--- Start of RECORDS SUPPLIED ---

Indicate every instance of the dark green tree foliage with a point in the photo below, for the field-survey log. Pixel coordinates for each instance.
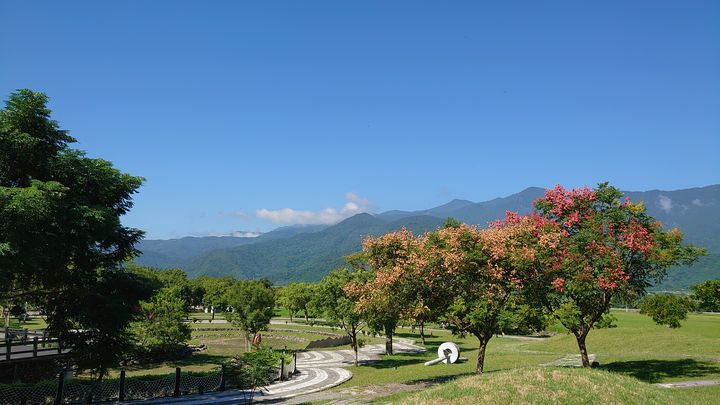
(61, 239)
(707, 295)
(666, 309)
(252, 370)
(253, 305)
(160, 329)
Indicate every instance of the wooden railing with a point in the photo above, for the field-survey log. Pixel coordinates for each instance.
(30, 348)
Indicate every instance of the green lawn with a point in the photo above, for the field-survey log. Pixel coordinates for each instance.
(637, 350)
(551, 385)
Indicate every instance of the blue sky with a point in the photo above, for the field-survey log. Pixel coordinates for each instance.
(234, 110)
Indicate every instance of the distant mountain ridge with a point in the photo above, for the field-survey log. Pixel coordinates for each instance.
(307, 253)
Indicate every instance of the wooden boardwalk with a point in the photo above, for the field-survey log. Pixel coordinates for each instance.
(28, 346)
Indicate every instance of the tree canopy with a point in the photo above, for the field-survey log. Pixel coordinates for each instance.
(61, 239)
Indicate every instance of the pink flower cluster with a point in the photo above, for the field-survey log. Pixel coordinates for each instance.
(562, 200)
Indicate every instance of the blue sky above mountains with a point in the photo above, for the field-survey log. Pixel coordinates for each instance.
(247, 116)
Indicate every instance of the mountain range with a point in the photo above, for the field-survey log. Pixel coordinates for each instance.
(307, 253)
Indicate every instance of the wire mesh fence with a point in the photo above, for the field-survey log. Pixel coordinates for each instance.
(81, 392)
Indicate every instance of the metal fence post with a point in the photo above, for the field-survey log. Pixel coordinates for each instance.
(222, 378)
(176, 391)
(60, 388)
(121, 394)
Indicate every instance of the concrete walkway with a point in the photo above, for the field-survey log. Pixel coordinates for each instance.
(317, 371)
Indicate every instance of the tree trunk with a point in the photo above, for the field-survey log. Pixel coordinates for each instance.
(353, 340)
(583, 349)
(388, 339)
(481, 354)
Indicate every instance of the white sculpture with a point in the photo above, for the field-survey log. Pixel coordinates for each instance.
(448, 353)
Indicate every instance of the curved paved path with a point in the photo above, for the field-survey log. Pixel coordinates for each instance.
(320, 370)
(317, 371)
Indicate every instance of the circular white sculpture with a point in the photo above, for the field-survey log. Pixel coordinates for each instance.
(448, 353)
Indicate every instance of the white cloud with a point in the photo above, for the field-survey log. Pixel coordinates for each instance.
(236, 214)
(236, 234)
(287, 216)
(666, 203)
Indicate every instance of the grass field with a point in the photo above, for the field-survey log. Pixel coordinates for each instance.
(632, 356)
(552, 385)
(636, 348)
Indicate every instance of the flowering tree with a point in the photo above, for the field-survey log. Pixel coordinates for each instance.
(609, 247)
(338, 307)
(383, 299)
(470, 276)
(486, 273)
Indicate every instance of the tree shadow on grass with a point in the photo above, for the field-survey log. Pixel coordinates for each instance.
(653, 371)
(195, 360)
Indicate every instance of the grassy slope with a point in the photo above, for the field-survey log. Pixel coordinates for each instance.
(637, 348)
(553, 385)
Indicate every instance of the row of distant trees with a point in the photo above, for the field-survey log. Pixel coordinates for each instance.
(63, 249)
(568, 261)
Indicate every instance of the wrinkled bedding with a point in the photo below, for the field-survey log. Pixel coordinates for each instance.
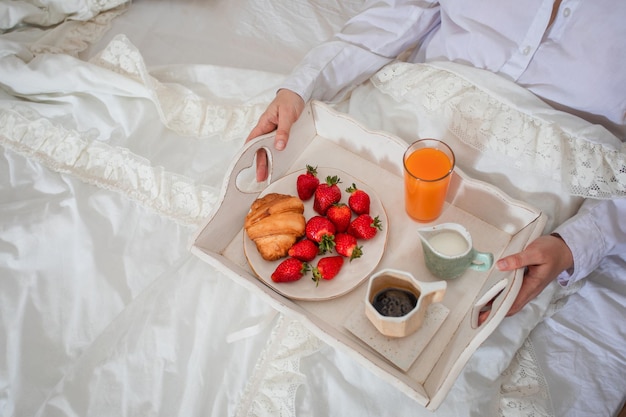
(117, 123)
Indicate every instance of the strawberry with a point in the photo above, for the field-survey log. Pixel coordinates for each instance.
(364, 227)
(305, 250)
(327, 268)
(340, 214)
(359, 200)
(321, 231)
(289, 270)
(307, 183)
(327, 194)
(346, 245)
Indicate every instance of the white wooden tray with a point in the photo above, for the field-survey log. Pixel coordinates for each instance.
(499, 224)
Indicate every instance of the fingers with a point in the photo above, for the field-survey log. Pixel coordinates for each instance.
(544, 259)
(515, 261)
(280, 115)
(289, 110)
(261, 165)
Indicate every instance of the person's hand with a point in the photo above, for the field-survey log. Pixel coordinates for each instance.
(280, 115)
(545, 258)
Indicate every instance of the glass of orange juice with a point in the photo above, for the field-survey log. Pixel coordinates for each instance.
(428, 166)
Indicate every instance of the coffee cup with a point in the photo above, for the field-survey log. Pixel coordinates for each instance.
(449, 252)
(396, 302)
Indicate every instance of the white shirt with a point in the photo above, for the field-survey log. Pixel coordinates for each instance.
(575, 64)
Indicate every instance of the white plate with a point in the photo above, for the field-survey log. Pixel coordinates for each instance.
(352, 273)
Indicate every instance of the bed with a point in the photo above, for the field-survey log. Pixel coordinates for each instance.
(118, 122)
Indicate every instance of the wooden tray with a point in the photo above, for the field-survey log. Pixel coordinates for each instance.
(499, 224)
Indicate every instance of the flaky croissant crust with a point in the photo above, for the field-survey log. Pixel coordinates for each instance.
(274, 223)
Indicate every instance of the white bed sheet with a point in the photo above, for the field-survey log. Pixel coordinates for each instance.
(103, 309)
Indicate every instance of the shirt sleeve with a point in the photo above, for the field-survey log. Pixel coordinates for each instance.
(368, 41)
(594, 233)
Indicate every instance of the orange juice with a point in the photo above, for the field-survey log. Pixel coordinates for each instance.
(426, 176)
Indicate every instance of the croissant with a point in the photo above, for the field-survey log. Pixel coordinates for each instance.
(274, 223)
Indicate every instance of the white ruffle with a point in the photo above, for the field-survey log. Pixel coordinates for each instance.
(74, 36)
(524, 390)
(180, 109)
(271, 391)
(110, 167)
(588, 162)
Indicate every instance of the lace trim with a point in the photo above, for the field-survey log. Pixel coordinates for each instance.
(74, 36)
(525, 390)
(179, 108)
(271, 391)
(109, 167)
(483, 121)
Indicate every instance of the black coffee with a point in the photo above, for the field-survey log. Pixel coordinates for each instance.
(394, 302)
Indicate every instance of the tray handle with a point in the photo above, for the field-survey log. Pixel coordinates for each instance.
(490, 303)
(243, 169)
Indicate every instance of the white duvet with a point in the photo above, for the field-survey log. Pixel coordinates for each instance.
(117, 127)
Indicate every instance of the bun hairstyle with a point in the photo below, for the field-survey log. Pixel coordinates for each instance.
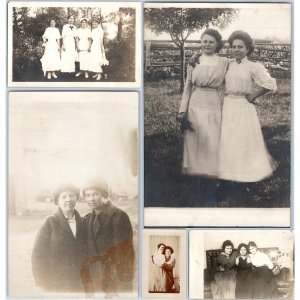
(214, 33)
(227, 243)
(66, 187)
(245, 37)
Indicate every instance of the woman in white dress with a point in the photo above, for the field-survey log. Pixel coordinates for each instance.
(97, 57)
(243, 154)
(84, 42)
(51, 58)
(68, 48)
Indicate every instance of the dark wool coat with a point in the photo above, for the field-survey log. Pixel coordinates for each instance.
(110, 244)
(57, 254)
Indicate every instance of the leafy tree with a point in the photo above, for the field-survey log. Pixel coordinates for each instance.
(180, 23)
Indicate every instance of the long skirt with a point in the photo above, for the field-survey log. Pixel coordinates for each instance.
(201, 144)
(68, 56)
(223, 287)
(243, 153)
(51, 58)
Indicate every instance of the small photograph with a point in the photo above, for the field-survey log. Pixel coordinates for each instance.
(164, 264)
(73, 44)
(241, 264)
(217, 113)
(73, 195)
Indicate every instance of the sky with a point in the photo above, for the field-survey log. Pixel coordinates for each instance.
(261, 21)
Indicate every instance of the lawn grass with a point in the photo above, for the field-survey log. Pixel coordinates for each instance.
(165, 186)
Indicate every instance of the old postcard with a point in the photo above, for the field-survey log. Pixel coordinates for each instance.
(73, 194)
(241, 264)
(217, 114)
(74, 44)
(164, 264)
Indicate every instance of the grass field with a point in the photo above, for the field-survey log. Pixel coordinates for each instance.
(165, 186)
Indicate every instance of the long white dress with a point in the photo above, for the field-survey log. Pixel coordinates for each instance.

--- End of RECORDS SUPPLIED ---

◆ **PROBLEM REQUIREMENTS**
Output, exactly, all the records above; include no pictures.

◆ **THE REPLY**
Indicate every instance of the dark green tree foliage with a point in the photo below, for the field-survey log. Pixel coordinates for each instance.
(61, 239)
(707, 295)
(666, 309)
(252, 370)
(253, 305)
(160, 329)
Indicate every instance of the wooden railing with a point in the photo above, for the field-survey log. Pixel coordinates for each instance.
(30, 348)
Indicate every instance of the green lawn with a point in the photo above, for the field-survey log. Pixel coordinates for each instance.
(637, 350)
(551, 385)
Indicate every instance of the blue sky with a point in the photo above, for the field-survey log. Pixel coordinates for each instance.
(234, 110)
Indicate every instance of the distant mountain ridge with a point in the photo above, for the field-survey log. Pixel coordinates for each instance.
(307, 253)
Indicate every instance of the wooden boardwalk with a point in the photo above, for the field-survey log. Pixel coordinates for each instance.
(28, 346)
Indicate every instance of the tree canopy with a point in the photo above, for the field-survey log. Pixel coordinates for each instance.
(61, 239)
Indicate every instance of the pink flower cluster with a point in the photo above, for the field-survey log. Pixel coordinates for each instance.
(562, 200)
Indicate every instance of the blue sky above mountains with a point in the photo above, for the field-survey log. Pixel coordinates for each instance.
(247, 116)
Indicate every instance of the mountain range with a point in the photo above, for the field-survey log. Pixel coordinates for each instance.
(307, 253)
Indicate every instance of the wire mesh fence with a point in the photo above, for the field-survey log. Pixel coordinates for each instance.
(81, 392)
Indicate every instance of the metal fence post with a point in the photo above, for the field-survey log. Pixel coordinates for each instance.
(222, 378)
(176, 391)
(60, 388)
(121, 394)
Indicate every instance of the concrete walkway with a point in the photo above, for the field-survey log. Pixel coordinates for each instance.
(317, 371)
Indicate every instance of the tree trunk with a point in the photo above, for the field-survey log. Pixel coordinates for each instance.
(353, 340)
(583, 349)
(388, 339)
(481, 354)
Indicate every instance of the white sculpture with a point in the photo above, for the field-survey log. Pixel coordinates for each instance.
(448, 353)
Indicate every instance of the curved paved path with a point in the photo above, for the field-survey log. Pixel coordinates for each instance.
(320, 370)
(317, 371)
Indicate every instance of the circular white sculpture with a point in the photo above, for the field-survey log. Pixel coordinates for each instance.
(448, 353)
Indicate every instance of the white cloud with a point in the photo above, for the field-survey log. Pixel coordinates for each instance.
(236, 214)
(236, 234)
(287, 216)
(666, 203)
Indicate every instance of the grass field with a point in the photo above, for the field-survey log. Pixel coordinates for each instance.
(632, 356)
(552, 385)
(636, 348)
Indicate every instance of the flowering tree with a point in the photo above, for the field-survey log. Pixel coordinates for each instance.
(609, 247)
(338, 307)
(383, 299)
(470, 276)
(486, 273)
Indicate every instance of the tree shadow on grass with a point in the photo above, for the field-survey log. Pixel coordinates for each instance.
(653, 371)
(195, 360)
Indicate every instance of the grassy slope with a point in the photo above, for the field-survey log. Pixel coordinates for each instance.
(637, 348)
(553, 385)
Indicate every instance of the row of distant trees with a point in the photo above, for the field-survey log. Pixel coordinates for each instance.
(63, 249)
(568, 261)
Indicate every instance of the wrinkled bedding with a point in the photo below, for the field-survey log. Pixel coordinates for each instance.
(117, 123)
Indicate every instance of the strawberry with a point in the photo above, for the field-survey log. Pixel coordinates for each instance.
(364, 227)
(305, 250)
(327, 268)
(340, 214)
(359, 200)
(321, 231)
(289, 270)
(307, 183)
(327, 194)
(346, 245)
Indicate every instance of the white wooden tray with a point in the photo above, for the field-survey log. Pixel coordinates for each instance.
(499, 224)
Indicate every instance of the fingers with a point in the photo above, for the field-survey log. Pixel coordinates for each instance.
(544, 259)
(515, 261)
(280, 115)
(289, 110)
(261, 165)
Indicate every instance of the person's hand with a point in the photo above, for the field-survey log. Pixel coordinates for each instance.
(280, 115)
(545, 258)
Indicate every instance of the glass of orange juice with a point in the photo above, for the field-survey log. Pixel coordinates for each instance.
(428, 166)
Indicate every instance of the coffee cup with a point in the photo above, for the field-survey log. Pixel coordinates for each instance.
(449, 252)
(396, 302)
Indicate every instance of the white shirt with a point in the photo above, for the field-survey log. Pixel coordinates for each instance.
(575, 64)
Indicate every instance of the white plate with a point in the photo above, for the field-survey log. Pixel coordinates for each instance.
(352, 273)
Indicate every instance of the bed with a point in the photo above, for the field-survey log. Pixel coordinates for each instance.
(118, 122)
Indicate every instance of the wooden tray with a point in the photo above, for the field-survey log. Pixel coordinates for each instance.
(499, 224)
Indicate every instance of the flaky croissant crust with a point in the photo above, for the field-survey log. Pixel coordinates for each instance.
(274, 223)
Indicate every instance of the white bed sheet with a point in the photo above, for the field-survey log. Pixel coordinates for each instance.
(103, 309)
Indicate every instance of the shirt sleeve with a point in the photo above, for the field-survey log. Pixel coordinates for each instance.
(368, 41)
(594, 233)
Indicate every instance of the orange juice with a point in the photo above, for the field-survey log. Pixel coordinates for each instance.
(426, 176)
Indicate every instance of the croissant with a point in the photo above, for the field-survey log. Pixel coordinates for each instance.
(274, 223)
Indicate every instance of the white ruffle with a point in the photo above, for the field-survey log. Pixel coordinates for each instance.
(74, 36)
(524, 390)
(180, 109)
(271, 391)
(110, 167)
(588, 162)
Indicate every instance of the lace trim with a point in the photo above, for the field-survey log. Pixel coordinates for each instance.
(74, 36)
(525, 390)
(179, 108)
(271, 391)
(109, 167)
(483, 121)
Indicate every instance of the black coffee with a point in the photo above, for the field-survey log. Pixel coordinates for each instance.
(394, 302)
Indicate every instance of the tray handle with a point in the photo above, for the field-survey log. Pixel coordinates for each instance.
(490, 303)
(243, 169)
Indicate every instance of the white duvet with a point in the photo above, for the field-survey log. Pixel coordinates for each instance.
(117, 127)
Indicate every instance of the bun hairstyle with a point in the photo below, for the field-survey log. Pixel coordinates for each instance.
(214, 33)
(227, 243)
(66, 187)
(245, 37)
Indicate every instance of the woman in white dress with a point in the photo above, for the field-survey log. Pixel coordinates for each instance.
(97, 57)
(243, 154)
(84, 42)
(51, 58)
(68, 48)
Indicate every instance of the dark wool coat with a point in the photo above, for the field-survey log. Pixel coordinates for each instance.
(110, 244)
(57, 254)
Indicate every instance of the leafy tree with a point in the photo above, for the field-survey log. Pixel coordinates for each instance.
(180, 23)
Indicate every instance of the long skirt with a point in the photo above, for the field-survey log. Pixel coordinates for each instance.
(201, 144)
(68, 56)
(223, 287)
(243, 153)
(51, 58)
Indicate every instance of the small photograph with a point in the photo above, for the field-survey log. Pixel coordinates for each instance.
(164, 264)
(73, 44)
(241, 264)
(217, 113)
(73, 195)
Indicate every instance of the sky with a point in the photo above, for the field-survey log. Pixel coordinates for each instance.
(261, 21)
Indicate every instance of the lawn grass with a point in the photo above, for the field-survey log. Pixel coordinates for each instance.
(165, 186)
Indicate every instance of the old postcard with a point in the photo above, for the field-survey log. Pixel coordinates for each instance.
(73, 194)
(241, 264)
(217, 114)
(74, 44)
(164, 264)
Indicate every instance of the grass field with a point in the photo above, for the field-survey log. Pixel coordinates for each instance.
(165, 186)
Indicate every instance of the long white dress with a point in the photo above, for the field-survey log. Pixel coordinates for each instance.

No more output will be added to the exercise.